Exercise details | Please list every line in the records below that contains the word "seat" and copy each one in full. Match case exactly.

(Point-based annotation data)
----
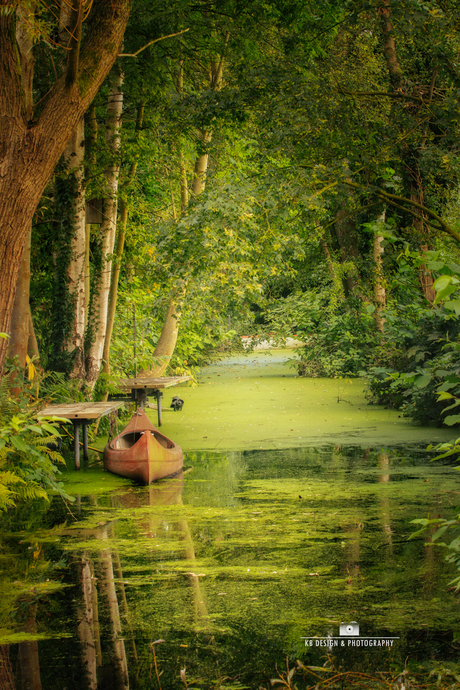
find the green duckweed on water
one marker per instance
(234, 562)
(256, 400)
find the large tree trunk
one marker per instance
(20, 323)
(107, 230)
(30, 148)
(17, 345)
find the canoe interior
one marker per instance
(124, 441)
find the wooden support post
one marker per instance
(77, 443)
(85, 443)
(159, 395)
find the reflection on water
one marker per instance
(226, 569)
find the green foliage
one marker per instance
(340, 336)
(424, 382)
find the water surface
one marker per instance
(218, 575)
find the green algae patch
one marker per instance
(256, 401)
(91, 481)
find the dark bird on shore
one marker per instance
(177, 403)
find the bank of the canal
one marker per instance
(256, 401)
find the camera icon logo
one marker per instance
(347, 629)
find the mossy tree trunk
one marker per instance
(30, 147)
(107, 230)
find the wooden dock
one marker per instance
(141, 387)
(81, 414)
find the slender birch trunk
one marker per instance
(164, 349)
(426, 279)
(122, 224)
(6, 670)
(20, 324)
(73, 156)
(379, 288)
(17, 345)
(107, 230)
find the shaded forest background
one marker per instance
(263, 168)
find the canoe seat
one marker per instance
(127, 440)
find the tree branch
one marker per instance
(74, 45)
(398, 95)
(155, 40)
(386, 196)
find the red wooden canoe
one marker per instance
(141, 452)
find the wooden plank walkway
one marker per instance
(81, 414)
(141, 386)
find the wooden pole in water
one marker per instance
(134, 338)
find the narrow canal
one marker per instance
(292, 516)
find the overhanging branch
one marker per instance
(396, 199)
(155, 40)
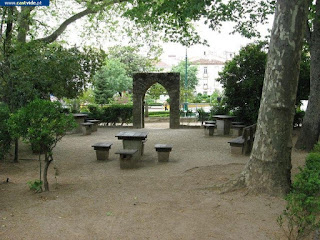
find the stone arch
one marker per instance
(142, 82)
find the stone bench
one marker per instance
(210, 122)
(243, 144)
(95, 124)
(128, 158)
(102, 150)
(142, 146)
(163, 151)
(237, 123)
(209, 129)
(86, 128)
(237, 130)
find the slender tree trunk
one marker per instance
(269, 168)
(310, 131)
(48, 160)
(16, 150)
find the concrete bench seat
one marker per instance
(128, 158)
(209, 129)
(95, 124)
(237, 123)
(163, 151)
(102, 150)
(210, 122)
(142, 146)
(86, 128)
----
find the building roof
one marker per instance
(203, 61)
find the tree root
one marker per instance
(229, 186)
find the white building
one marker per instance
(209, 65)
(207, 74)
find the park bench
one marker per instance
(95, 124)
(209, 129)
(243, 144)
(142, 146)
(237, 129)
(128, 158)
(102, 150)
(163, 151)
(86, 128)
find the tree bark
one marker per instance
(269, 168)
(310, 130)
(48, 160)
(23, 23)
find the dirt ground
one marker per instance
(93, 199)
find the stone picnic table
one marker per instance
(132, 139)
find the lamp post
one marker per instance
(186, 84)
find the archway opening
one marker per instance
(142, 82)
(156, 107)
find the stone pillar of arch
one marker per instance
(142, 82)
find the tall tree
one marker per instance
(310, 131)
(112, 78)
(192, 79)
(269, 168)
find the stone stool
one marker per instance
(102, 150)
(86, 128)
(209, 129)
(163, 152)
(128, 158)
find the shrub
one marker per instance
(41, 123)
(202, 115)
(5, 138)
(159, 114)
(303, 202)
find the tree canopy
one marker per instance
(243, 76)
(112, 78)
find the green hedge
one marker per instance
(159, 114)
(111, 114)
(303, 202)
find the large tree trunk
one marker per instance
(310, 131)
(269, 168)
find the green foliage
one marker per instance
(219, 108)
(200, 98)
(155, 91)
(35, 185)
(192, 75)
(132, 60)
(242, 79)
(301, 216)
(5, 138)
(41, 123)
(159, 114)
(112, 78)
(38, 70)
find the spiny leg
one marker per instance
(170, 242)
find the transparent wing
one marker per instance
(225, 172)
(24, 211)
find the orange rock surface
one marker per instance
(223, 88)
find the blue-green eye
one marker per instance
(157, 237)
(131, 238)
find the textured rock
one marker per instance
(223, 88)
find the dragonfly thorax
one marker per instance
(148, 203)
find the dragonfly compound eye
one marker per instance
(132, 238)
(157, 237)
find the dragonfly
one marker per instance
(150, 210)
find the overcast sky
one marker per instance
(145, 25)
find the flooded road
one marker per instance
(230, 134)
----
Solution to this problem |
find the canoe seat
find the concrete bench seat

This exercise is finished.